EXTRACT »
Inspired from the above discussion, the cognitive radio concept can be well utilized to reuse the unused radio spectrum to transreceive the medical images efficiently in real-time telemedicine applications. However, as mentioned earlier, security will be the primary concern for achieving the efficient trans-reception of medical files [32]. Hence, this paper proposes a novel approach to combine the CR concept and image encryption algorithm to transmit the bio-inspired biomedical images efficiently and securely. The proposed approach comprises two phases namely, security phase and transreception phase. In the security phase, a Quadra layer security scheme is designed based on DNA and chaotic sequences [14,15,16, 20, 22, 23, 34, 40]. In the second phase, spectrum sensing concept is used to effectively transmit the encrypted medical image.

2 Methodology

The proposed approach has two phases namely, security phase and transreception phase. In the security phase, a four level security scheme based on DNA encoding, DNA addition and subtraction, 1D logistic map and PWLCM map is proposed [34]. In the transreception phase, the spectrum sensing concept using cognitive radio is utilized to efficiently transreceive the encrypted medical image.

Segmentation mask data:

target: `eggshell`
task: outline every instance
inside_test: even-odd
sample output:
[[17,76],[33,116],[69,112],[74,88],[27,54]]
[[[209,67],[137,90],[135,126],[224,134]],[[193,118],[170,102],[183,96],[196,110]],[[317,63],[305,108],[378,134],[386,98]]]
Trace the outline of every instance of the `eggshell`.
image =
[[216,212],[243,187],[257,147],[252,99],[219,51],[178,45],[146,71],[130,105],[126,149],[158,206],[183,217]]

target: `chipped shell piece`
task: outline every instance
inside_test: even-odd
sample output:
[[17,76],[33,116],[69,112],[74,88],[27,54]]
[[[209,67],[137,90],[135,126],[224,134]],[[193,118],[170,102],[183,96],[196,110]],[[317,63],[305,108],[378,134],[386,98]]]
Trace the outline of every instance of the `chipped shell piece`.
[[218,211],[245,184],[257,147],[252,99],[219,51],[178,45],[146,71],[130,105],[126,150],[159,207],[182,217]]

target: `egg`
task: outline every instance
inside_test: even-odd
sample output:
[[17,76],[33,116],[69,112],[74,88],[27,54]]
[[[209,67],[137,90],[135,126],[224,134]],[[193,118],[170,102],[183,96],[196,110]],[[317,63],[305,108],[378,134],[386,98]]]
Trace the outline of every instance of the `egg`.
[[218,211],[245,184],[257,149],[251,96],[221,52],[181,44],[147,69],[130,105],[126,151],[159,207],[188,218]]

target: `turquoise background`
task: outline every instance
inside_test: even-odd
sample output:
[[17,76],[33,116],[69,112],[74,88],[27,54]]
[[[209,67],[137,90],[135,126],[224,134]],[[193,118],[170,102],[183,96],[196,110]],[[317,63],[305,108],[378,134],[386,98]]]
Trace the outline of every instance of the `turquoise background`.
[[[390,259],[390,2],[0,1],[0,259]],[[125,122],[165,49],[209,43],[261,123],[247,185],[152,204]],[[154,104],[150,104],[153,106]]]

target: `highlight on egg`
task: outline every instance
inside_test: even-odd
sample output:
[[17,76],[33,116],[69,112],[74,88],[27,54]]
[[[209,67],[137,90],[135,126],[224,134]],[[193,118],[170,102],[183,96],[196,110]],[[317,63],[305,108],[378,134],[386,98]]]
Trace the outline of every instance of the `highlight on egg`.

WORK REQUEST » Repeat the passage of the medical image transmission text above from "2 Methodology" to "transreceive the encrypted medical image.", word for word.

RESULT OF THIS TASK »
2 Methodology

The proposed approach has two phases namely, security phase and transreception phase. In the security phase, a four level security scheme based on DNA encoding, DNA addition and subtraction, 1D logistic map and PWLCM map is proposed [34]. In the transreception phase, the spectrum sensing concept using cognitive radio is utilized to efficiently transreceive the encrypted medical image.